▸ **Text under study**:
The man who may spend the rest of his life in prison for a crime nobody thinks he committed

The case of Michael McAlister, convicted for attempted rape with almost no evidence and despite the fact that a known serial rapist’s methods perfectly matched the crime and circumstances, encapsulates dozens of aspects of the broken justice system in one horrifying story.

58-year-old McAlister has been in jail for nearly thirty years for a crime even the officers who convicted him no longer believe he committed, and without a pardon for Virginia Gov. Terry McAuliffe, he may spend the rest of his life there.

His sentence was up in January, but a 1999 Virginia statute states that “sexually violent predators” may not be released to the public even after serving their court-ordered sentence. He now faces a hearing to determine his fate–at which he is legally prohibited from disputing his original conviction.

The “Richmond Times-Dispatch” has been covering this case extensively for years. According to their reports, McAlister was convicted in 1986 for the attempted rape and abduction of a 22-year-old woman. There was no DNA or physical evidence of any kind: the attacked woman simply chose his face from a lineup, while admitting that she had only ever seen part of her attacker’s face. Police chose McAlister, who had been brought in for indecent exposure in the past, for the lineup because he matched her vague description.

But here’s the catch: McAlister looks quite a bit like since-convicted serial rapist Bruce Derr, who was attacking women in that very area at that same time. And in the lineup, McAlister also happened to be the only person wearing a plaid shirt that day. The victim remembered her attacker as wearing a plaid shirt.

McAlister has always denied the crime, and in the years since his conviction even his prosecutors have admitted they no longer believe he committed it.

Not only do Derr’s other crimes match the exact pattern of this one—he wore a plaid shirt and stocking mask, and attacked women in laundry rooms, just as the attacker of McAlister’s supposed victim did—he had even threatened a female undercover cop in the very building where McAlister’s alleged victim was attacked.

In a pardon request from McAlister’s lawyers and Richmond Commonwealth Attorney Michael Herring, they state that the officers who convicted McAlister now think Derr was indeed the assailant, and that “it is highly improbable that another stocking-mask-wearing, knife-wielding, 6-foot-tall white man with shoulder-length blond hair was terrorizing women at night in the Town & Country apartment complex laundry rooms during that same period in time.”

▸ **Assignment**: Reproduce the passage of the article on Michael McAlister's case that begins at the words "58-year-old McAlister has" and stops after the words "his life there.". The material plays no part in this task.

Natural language descriptions of regions
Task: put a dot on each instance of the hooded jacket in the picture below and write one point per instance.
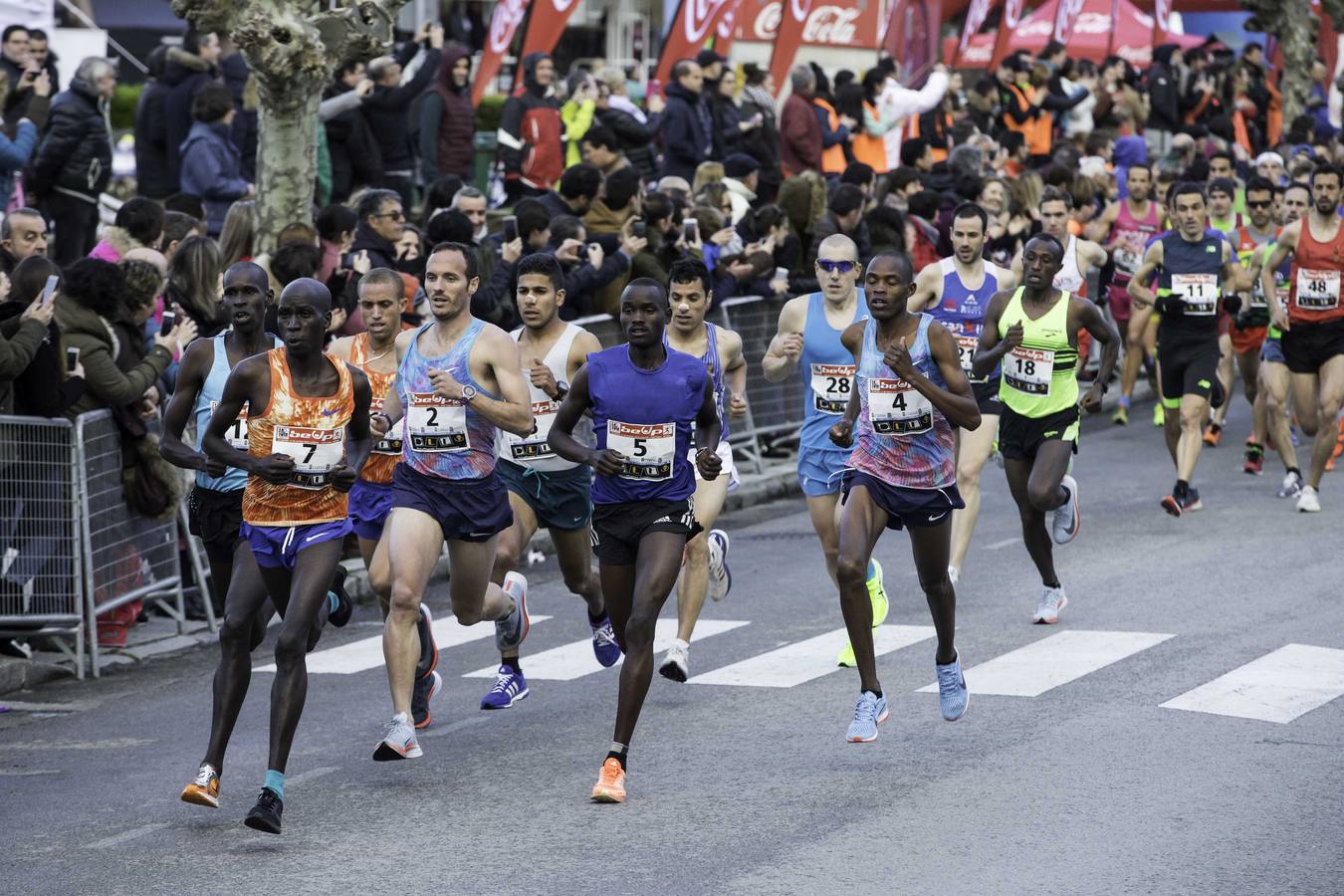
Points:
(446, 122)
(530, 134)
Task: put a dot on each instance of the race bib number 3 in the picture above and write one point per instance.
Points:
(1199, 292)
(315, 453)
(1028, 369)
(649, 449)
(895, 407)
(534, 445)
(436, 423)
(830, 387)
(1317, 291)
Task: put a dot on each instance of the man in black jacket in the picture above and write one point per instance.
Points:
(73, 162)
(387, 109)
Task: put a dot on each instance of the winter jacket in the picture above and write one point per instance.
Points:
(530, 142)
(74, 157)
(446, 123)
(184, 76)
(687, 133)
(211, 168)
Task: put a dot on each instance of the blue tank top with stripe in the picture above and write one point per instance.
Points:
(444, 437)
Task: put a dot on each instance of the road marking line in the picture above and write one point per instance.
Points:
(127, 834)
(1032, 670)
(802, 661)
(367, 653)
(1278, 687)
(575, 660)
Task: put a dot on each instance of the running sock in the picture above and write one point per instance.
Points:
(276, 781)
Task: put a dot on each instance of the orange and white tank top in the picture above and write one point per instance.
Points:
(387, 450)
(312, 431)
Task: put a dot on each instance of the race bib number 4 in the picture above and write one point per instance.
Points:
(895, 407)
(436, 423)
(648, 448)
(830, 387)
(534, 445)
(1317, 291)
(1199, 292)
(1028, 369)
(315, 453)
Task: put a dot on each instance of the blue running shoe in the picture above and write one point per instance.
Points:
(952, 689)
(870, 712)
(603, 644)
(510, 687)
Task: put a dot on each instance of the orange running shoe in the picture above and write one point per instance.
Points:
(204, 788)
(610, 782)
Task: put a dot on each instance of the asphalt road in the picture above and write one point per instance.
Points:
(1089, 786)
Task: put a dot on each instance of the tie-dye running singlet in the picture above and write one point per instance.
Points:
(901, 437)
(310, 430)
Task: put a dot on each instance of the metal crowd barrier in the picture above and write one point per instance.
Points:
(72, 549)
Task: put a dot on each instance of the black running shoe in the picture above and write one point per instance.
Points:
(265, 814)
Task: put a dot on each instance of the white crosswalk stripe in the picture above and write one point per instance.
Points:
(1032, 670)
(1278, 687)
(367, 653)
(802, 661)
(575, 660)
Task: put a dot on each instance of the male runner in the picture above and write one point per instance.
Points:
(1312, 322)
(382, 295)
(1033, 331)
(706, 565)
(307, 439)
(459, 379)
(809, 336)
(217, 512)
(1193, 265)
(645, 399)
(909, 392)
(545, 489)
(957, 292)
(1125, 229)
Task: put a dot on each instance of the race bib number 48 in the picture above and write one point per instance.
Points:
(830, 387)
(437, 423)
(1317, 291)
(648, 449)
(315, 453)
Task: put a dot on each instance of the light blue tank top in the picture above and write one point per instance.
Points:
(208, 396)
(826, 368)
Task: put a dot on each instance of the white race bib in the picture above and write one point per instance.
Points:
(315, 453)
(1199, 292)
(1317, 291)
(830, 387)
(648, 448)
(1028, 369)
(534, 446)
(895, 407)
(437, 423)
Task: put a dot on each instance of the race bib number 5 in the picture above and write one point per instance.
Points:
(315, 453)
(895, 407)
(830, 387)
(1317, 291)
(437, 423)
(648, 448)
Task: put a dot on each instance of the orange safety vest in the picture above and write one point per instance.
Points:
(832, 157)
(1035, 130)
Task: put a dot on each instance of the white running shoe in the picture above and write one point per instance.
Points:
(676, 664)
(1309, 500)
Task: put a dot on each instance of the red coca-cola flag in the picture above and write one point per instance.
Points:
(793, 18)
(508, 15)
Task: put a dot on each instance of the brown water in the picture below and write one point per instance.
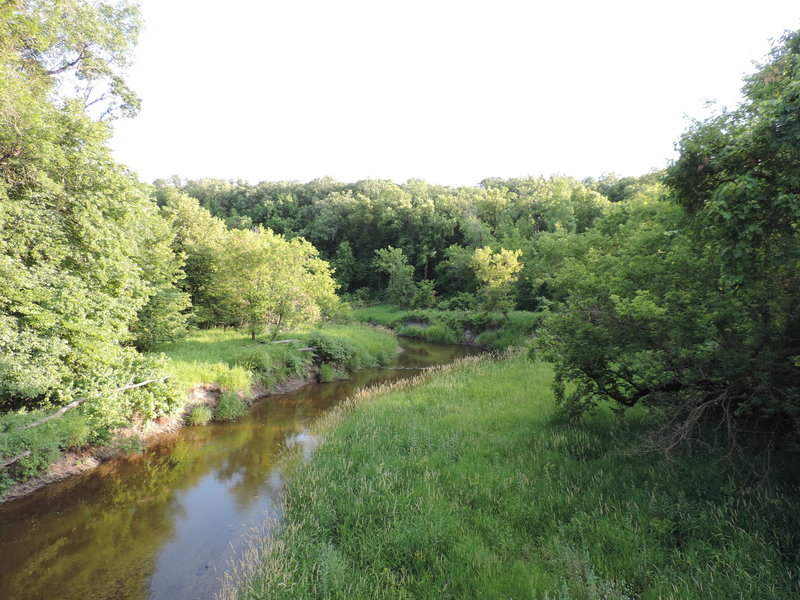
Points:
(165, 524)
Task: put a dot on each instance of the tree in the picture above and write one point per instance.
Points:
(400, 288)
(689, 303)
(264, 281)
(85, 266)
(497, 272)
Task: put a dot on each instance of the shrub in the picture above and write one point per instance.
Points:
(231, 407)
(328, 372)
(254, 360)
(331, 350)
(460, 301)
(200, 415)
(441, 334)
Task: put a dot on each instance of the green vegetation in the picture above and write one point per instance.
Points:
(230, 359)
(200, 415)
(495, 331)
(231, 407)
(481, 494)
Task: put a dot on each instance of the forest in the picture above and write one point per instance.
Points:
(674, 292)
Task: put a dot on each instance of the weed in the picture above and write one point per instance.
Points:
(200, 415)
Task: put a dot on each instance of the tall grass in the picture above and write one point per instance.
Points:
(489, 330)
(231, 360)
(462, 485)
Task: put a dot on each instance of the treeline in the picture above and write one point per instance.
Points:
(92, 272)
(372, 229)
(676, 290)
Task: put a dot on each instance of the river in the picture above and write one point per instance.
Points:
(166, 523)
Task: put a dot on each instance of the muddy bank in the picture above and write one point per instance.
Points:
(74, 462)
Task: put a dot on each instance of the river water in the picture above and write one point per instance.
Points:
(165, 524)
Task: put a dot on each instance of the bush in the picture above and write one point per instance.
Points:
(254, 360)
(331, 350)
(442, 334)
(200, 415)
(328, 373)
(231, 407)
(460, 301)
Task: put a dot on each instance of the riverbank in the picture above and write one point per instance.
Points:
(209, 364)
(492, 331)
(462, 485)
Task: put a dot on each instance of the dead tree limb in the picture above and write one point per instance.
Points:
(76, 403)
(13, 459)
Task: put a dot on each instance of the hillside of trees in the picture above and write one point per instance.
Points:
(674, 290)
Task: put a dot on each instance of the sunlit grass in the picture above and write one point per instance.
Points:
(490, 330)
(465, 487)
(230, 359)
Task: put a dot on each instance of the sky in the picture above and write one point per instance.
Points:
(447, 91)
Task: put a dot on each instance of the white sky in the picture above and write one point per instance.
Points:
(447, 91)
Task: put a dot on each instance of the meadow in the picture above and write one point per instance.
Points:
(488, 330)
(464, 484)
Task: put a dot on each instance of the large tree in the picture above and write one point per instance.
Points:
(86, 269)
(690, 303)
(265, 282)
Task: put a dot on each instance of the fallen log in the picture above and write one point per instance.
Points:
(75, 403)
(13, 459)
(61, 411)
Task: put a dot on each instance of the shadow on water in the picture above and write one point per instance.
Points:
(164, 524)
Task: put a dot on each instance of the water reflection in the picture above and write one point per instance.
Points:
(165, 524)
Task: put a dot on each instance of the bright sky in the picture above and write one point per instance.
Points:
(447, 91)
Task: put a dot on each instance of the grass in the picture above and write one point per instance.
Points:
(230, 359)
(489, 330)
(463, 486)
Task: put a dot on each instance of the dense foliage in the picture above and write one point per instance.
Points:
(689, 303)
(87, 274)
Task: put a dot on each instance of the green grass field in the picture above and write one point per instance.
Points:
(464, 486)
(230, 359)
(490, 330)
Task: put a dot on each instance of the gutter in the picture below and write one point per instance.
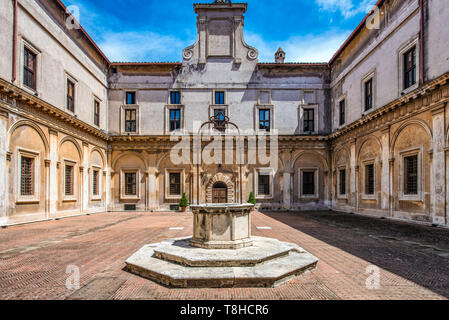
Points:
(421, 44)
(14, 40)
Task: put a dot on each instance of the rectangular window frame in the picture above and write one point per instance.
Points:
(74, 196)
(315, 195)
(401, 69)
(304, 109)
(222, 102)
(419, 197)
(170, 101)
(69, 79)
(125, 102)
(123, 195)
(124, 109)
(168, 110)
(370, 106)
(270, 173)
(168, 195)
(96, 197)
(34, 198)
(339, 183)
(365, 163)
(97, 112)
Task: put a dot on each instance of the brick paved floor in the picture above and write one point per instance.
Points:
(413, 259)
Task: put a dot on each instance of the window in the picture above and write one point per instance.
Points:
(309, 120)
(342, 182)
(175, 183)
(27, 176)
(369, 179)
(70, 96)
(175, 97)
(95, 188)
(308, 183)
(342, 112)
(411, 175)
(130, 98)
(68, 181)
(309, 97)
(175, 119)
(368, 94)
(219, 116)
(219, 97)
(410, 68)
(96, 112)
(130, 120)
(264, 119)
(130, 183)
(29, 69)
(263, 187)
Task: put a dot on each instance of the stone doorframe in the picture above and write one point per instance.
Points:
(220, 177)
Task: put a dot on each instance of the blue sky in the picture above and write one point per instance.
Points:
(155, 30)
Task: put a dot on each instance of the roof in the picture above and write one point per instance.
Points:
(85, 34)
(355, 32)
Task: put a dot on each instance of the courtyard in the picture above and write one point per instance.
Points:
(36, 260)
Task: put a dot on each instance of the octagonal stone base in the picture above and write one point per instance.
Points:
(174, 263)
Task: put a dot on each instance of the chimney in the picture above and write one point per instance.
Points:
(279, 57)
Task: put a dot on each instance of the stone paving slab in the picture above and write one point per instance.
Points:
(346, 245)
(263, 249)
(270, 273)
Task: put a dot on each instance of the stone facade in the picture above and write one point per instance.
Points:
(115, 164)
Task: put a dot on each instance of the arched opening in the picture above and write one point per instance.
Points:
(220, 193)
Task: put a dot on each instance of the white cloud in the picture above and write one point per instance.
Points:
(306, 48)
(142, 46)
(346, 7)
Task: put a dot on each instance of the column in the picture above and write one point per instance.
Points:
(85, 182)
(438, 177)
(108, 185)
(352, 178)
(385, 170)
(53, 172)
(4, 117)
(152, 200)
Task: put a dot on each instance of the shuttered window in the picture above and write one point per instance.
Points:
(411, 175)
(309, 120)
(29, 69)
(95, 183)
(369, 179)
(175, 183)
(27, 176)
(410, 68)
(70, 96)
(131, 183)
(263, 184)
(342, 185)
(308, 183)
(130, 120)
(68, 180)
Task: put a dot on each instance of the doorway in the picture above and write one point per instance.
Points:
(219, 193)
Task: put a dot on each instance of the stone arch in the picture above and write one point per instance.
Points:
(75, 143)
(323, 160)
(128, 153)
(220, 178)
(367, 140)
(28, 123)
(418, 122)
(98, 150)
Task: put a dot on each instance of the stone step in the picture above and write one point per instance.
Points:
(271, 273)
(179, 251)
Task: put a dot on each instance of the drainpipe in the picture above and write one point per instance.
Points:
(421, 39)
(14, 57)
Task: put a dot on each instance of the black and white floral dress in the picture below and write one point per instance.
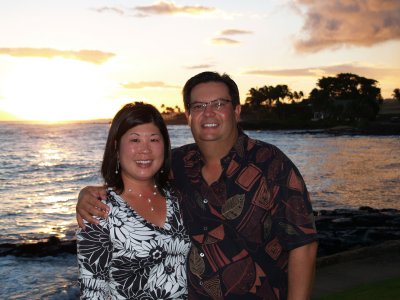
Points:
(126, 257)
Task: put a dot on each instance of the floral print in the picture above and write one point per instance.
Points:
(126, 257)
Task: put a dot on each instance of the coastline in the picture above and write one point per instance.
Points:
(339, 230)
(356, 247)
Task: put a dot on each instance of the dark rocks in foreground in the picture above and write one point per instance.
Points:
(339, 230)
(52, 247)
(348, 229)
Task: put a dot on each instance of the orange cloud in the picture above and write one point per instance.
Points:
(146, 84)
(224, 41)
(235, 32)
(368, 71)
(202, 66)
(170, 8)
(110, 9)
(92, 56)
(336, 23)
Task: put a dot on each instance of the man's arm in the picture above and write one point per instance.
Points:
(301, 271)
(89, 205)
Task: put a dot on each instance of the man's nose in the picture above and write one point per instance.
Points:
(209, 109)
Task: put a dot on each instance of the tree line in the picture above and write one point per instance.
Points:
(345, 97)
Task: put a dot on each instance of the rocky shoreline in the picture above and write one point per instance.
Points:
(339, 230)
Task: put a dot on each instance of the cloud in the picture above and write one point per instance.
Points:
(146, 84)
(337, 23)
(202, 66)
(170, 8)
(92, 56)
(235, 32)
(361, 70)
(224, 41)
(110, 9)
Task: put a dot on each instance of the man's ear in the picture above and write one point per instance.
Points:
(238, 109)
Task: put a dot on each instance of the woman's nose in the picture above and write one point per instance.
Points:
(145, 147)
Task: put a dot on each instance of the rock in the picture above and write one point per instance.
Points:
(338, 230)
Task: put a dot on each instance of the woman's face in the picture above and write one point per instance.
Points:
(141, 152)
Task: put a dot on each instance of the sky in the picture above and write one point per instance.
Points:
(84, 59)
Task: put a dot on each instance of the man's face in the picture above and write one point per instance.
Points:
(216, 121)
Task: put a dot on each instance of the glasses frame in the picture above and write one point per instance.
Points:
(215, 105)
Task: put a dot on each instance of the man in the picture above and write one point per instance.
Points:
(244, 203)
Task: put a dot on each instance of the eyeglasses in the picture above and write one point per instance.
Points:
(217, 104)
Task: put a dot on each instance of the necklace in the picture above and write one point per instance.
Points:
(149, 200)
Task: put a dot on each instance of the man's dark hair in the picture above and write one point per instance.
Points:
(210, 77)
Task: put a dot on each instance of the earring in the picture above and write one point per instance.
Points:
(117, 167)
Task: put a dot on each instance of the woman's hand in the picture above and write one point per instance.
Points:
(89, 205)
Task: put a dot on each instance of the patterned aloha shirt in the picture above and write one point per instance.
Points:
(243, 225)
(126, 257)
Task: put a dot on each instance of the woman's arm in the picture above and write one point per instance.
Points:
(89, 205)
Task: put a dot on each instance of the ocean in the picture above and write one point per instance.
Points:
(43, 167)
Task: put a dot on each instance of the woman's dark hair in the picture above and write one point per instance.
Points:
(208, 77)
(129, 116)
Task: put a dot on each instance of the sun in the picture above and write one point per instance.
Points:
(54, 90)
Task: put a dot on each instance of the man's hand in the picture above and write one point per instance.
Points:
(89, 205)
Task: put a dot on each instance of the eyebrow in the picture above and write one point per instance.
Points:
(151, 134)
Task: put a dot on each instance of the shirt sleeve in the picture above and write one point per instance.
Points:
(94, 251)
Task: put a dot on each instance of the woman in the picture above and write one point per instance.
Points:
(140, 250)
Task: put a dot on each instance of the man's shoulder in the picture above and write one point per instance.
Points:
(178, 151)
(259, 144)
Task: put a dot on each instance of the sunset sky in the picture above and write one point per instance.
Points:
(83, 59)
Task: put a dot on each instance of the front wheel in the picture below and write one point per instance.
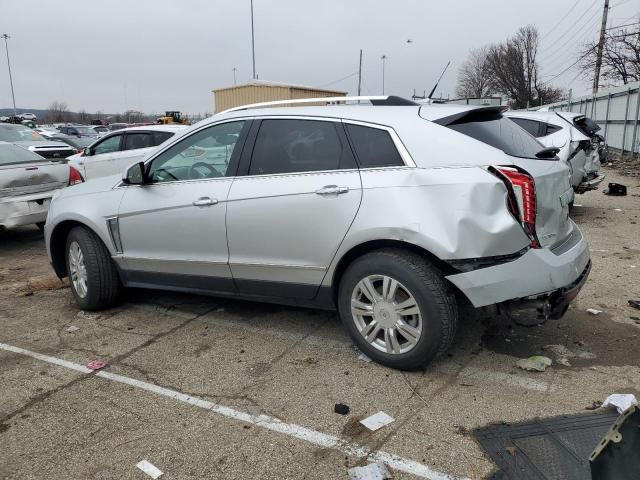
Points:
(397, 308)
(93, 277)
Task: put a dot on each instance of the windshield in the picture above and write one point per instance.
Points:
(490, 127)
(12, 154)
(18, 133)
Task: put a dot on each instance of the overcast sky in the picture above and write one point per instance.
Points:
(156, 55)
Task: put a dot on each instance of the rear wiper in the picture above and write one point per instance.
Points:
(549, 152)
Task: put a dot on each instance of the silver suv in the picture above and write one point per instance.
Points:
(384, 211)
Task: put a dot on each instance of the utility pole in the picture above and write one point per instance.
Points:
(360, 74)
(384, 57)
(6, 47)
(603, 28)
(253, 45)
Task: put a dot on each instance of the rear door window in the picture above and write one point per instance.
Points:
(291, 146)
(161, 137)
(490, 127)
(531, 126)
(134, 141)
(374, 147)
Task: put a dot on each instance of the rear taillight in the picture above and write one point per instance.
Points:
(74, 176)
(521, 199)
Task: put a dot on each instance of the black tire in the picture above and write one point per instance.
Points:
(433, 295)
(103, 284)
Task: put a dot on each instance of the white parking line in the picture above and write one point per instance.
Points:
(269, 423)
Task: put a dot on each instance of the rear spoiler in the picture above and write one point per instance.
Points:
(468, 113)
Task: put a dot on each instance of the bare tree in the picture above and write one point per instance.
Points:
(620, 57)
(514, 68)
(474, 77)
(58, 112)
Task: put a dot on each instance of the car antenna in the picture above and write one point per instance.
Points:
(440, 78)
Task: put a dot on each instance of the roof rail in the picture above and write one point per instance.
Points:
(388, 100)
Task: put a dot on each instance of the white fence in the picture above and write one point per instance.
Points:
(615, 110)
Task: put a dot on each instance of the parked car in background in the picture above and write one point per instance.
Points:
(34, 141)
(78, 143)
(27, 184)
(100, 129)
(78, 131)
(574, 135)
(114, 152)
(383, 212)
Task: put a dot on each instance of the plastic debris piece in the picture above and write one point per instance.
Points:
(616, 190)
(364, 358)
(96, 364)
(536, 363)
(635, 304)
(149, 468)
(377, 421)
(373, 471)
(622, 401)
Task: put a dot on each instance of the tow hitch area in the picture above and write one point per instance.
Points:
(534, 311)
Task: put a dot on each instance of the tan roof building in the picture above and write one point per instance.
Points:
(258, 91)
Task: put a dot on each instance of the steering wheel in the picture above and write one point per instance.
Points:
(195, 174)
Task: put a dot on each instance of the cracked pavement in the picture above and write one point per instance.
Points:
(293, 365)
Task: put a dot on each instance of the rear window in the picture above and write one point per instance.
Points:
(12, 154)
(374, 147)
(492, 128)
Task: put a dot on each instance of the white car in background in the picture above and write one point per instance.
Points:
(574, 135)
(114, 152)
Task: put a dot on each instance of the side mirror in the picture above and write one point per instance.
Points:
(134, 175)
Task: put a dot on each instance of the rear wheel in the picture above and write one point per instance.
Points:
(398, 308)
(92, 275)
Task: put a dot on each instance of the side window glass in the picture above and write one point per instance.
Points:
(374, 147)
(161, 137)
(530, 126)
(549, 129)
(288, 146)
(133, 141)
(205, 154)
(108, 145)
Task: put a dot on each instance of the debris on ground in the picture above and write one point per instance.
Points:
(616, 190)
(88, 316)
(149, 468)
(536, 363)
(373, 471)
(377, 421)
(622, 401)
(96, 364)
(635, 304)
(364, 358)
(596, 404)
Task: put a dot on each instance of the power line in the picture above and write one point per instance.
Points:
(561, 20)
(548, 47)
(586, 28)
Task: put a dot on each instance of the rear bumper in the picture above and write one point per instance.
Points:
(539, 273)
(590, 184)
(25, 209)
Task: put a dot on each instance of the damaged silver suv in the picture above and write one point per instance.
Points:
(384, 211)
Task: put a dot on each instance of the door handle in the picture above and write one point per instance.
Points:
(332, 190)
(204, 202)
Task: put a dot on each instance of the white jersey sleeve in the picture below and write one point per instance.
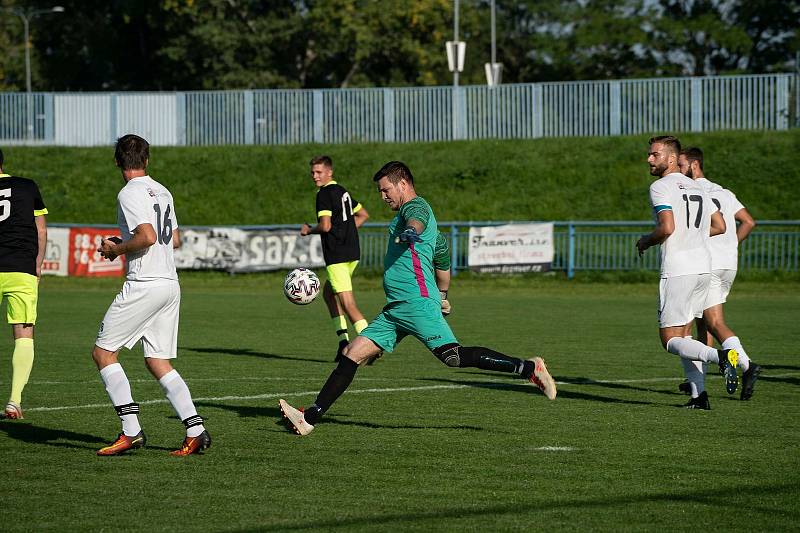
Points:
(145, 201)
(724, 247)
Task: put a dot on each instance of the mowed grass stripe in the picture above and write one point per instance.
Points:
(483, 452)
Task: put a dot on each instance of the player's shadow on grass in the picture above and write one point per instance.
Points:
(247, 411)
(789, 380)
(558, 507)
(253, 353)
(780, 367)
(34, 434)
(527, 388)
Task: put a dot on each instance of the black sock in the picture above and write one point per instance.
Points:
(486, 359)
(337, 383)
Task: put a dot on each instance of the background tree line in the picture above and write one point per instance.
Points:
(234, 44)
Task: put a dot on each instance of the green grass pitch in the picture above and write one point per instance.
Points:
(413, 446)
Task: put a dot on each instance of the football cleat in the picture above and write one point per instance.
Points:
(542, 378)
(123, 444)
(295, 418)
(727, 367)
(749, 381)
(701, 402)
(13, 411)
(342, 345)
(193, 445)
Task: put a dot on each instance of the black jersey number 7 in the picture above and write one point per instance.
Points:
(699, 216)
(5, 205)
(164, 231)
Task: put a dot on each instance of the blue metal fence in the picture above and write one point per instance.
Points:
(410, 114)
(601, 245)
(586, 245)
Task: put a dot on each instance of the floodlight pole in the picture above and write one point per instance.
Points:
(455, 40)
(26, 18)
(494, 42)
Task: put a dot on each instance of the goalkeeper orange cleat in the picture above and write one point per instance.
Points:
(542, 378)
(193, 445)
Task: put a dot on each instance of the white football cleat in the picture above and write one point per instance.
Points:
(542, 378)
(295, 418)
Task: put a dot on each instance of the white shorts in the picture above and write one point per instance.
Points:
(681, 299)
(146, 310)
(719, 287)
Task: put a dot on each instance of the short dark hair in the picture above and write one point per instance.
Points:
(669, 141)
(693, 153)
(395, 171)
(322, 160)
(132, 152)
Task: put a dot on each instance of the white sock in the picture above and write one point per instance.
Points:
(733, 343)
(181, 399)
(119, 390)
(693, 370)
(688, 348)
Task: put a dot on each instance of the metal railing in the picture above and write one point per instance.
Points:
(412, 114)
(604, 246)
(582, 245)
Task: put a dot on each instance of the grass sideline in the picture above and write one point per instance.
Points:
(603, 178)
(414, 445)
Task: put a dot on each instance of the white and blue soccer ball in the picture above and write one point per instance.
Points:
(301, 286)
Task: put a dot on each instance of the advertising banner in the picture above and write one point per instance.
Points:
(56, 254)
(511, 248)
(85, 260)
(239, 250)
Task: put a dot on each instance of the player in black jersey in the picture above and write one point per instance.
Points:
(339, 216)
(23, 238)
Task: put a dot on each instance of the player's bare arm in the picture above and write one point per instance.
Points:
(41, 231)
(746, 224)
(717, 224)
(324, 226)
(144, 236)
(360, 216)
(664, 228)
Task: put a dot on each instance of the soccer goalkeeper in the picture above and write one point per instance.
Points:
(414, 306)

▸ **Your response**:
58-year-old McAlister has been in jail for nearly thirty years for a crime even the officers who convicted him no longer believe he committed, and without a pardon for Virginia Gov. Terry McAuliffe, he may spend the rest of his life there.